Sitting on a rectangular granite bench, I feel still and awake. This is a very different “here” than anyone could have envisioned in June 2001, only a few months before the young towers disappeared. Over the last few days, 400 buildings arrived at the same end point—disappeared, burned to ash in the huge Valley Fire in north-central California. Some were pioneer shacks and barns that seemed as though they would exist for another century or more. But, like the colossal towers, the centenarian structures are gone. Completely gone.
I arrived by bicycle, riding north on West Street, one of the city’s least bike-friendly routes. For no apparent reason, there are an optimistic number of bike racks, almost all empty. I locked my bike and walked toward the street-level plaza, passing between two irregularly-shaped, two-story structures. Clad with a silver-grey metal mesh, without a single window or horizontal line to define them, the rectilinear masses might be disguised ventilation towers supporting subterranean activity. It seemed they longed to be invisible.
Beyond the shy structures, the first thing I noticed was the trees—dozens of them forming a broad low green canopy and creating an intimate space—as good architecture can. The diameter of the trunks indicated that the trees were about fourteen years old. Could that be? Trees born as the towers died—what a superb idea for a memorial. The bark color and trunk diameters vary; they did not seem to be from a single nursery, as is common with new public plantings. It delighted me to imagine that each tree was found and dug up as a sapling—an admirable, if whimsical, idea.
Alternating stripes of grass and ivy form the western edge of the plaza. Trees rise only from the ivy beds or the granite pavers, never from the parallel bands of lush grass. The trees are swamp oaks, a type of white oak that can grow to be quite tall. One of the earliest surviving buildings in New York City is a swamp oak timber frame structure built in 1675 by the Dutch settler Jan Martense Schenck. As if defying destiny, his house was dismantled in the 1950s, stored for more than a decade, and then reassembled inside the Brooklyn Museum.
This plaza will be a very different place in twenty years—if the trees survive that long. The canopy will probably be higher. Perhaps there will be less need for the intimacy. The emotions of 9/11 will continue to diminish, and the extensive construction that is underway in this area will likely be complete, at least for this cycle. Hopefully, there is a plan to protect these trees from rising saltwater, since the ground here is only a few feet above sea level.
I arrived just past noon, after dropping off lunch and some treats for my sweetheart near the southernmost tip of the island of Manhattan. We met for a few moments and smiled at each other while she transferred the food into her bag, lest a co-worker learns that someone had brought her lunch. Then she headed back to her fifteenth-floor office as I rode off with no immediate destination—a rare bit of open time. I wanted to find a place to sit and work; the expansive empty bike rack caught my attention and led me to this quiet stone bench. Sitting still provides an opportunity to notice.
A few wispy clouds float through the sky—one which is not as blue as it was fourteen years and three days ago. The Memorial Plaza is sparsely populated. It’s lunchtime, but hardly anyone is eating. It is surprisingly quiet, but not silent. Sounds of falling water, traffic, sirens, construction, and an occasional plane permeate the air. The energy here is muted in a pleasant way. How much of this energy arises from the people and how much arises from the inherent power of the physical place or the strength of the architecture and design? Likely some of each.

=-=-=

**PARTS OF THE EXERCISE:**
A. Answer these questions using the memorial plaza essay.
(i) How many buildings does the essay say were burned to ash in the Valley Fire?
(ii) What type of tree grows in the plaza?
(iii) On which street was the narrator riding when arriving by bicycle?
B. Retype the passage of the memorial plaza essay starting at "I arrived by" and ending at "to be invisible.".

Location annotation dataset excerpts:
=-=-=

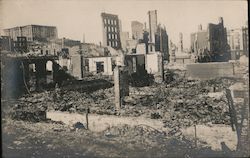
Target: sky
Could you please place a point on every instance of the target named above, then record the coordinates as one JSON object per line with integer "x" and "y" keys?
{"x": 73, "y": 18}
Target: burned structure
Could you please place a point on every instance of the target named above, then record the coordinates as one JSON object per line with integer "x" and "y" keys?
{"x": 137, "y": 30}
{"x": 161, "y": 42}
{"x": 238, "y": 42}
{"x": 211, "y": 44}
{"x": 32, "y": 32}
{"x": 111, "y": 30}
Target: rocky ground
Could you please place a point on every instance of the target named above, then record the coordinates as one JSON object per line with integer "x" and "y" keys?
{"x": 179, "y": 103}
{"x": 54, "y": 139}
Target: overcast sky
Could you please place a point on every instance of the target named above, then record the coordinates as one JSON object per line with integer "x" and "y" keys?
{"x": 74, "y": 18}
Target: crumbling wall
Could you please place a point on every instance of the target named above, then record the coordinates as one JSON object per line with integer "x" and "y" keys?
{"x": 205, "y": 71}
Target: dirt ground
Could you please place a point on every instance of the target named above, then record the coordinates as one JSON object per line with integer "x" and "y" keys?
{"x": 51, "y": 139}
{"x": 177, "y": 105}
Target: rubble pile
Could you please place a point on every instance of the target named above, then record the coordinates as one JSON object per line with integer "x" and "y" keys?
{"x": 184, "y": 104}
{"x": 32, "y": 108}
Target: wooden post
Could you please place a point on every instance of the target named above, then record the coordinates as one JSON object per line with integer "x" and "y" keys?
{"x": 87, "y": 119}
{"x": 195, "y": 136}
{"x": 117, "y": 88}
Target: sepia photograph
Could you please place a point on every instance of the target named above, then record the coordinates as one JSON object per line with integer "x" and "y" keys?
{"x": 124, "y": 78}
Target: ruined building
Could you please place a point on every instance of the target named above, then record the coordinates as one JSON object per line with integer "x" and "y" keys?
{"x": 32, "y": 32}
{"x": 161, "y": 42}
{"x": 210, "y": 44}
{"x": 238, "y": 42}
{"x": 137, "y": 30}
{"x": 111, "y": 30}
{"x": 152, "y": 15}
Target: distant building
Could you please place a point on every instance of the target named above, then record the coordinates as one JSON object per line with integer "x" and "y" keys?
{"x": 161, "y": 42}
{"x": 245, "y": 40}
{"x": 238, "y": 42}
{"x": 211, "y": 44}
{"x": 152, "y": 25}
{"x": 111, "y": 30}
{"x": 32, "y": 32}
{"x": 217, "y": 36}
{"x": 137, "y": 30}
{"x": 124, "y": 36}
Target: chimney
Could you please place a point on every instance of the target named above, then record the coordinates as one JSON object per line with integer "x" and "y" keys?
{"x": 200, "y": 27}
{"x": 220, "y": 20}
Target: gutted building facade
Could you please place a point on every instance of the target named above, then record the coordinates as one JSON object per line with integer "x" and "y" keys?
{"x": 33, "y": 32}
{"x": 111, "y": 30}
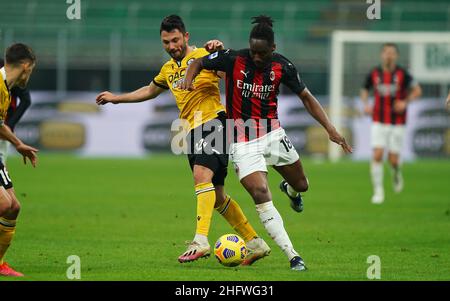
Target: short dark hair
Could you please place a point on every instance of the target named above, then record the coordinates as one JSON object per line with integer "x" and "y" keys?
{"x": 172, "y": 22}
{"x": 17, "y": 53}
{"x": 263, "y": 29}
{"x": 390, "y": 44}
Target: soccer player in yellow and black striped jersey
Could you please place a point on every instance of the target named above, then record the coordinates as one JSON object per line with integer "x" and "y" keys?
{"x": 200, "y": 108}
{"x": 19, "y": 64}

=-=-=

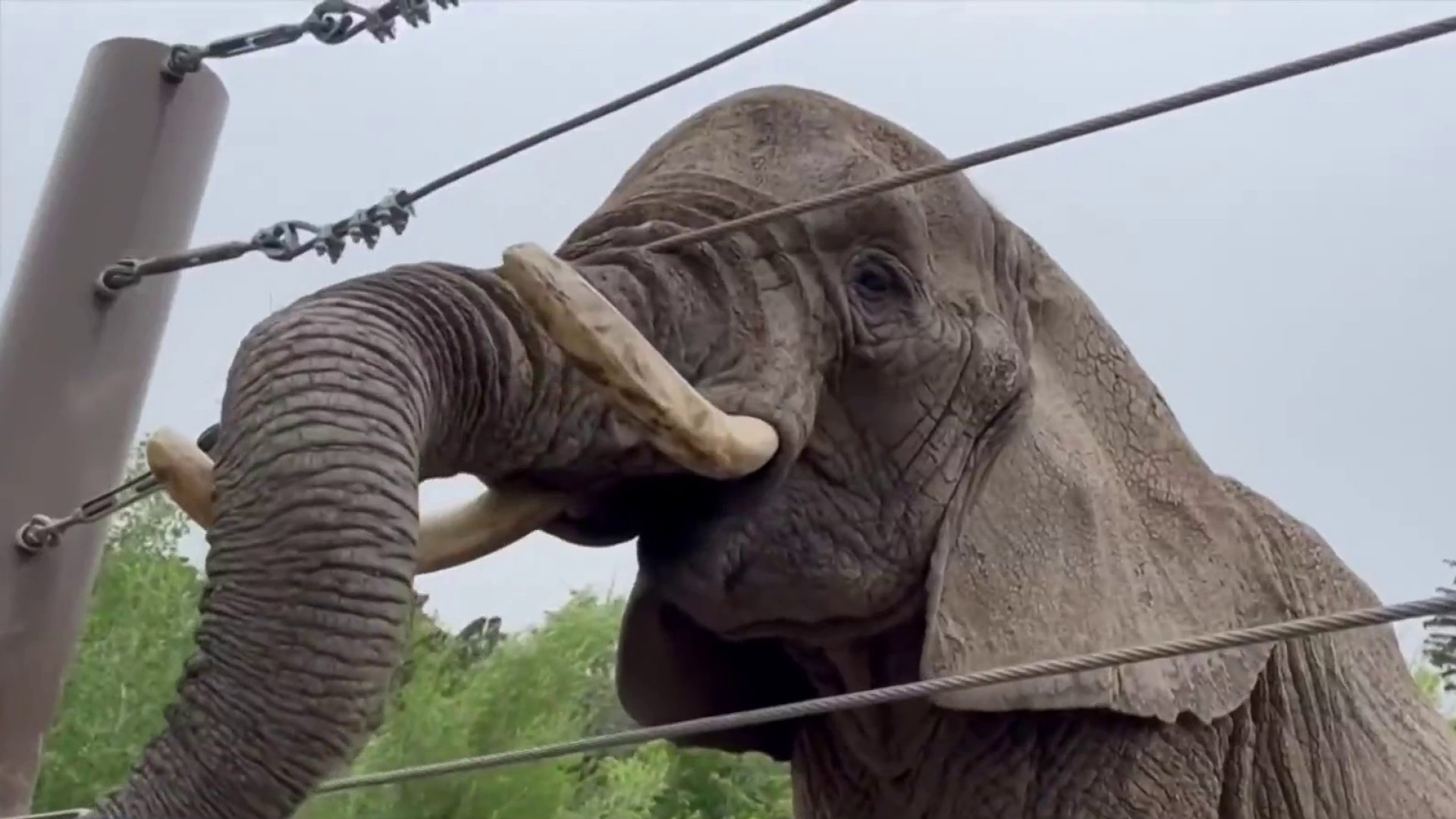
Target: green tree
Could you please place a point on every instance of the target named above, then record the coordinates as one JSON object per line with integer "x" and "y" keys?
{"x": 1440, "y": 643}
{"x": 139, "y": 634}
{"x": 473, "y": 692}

=-=-=

**SOLUTIONS TO THE TASKS:**
A.
(i) 400
(ii) Swamp oaks
(iii) West Street

B.
I arrived by bicycle, riding north on West Street, one of the city’s least bike-friendly routes. For no apparent reason, there are an optimistic number of bike racks, almost all empty. I locked my bike and walked toward the street-level plaza, passing between two irregularly-shaped, two-story structures. Clad with a silver-grey metal mesh, without a single window or horizontal line to define them, the rectilinear masses might be disguised ventilation towers supporting subterranean activity. It seemed they longed to be invisible.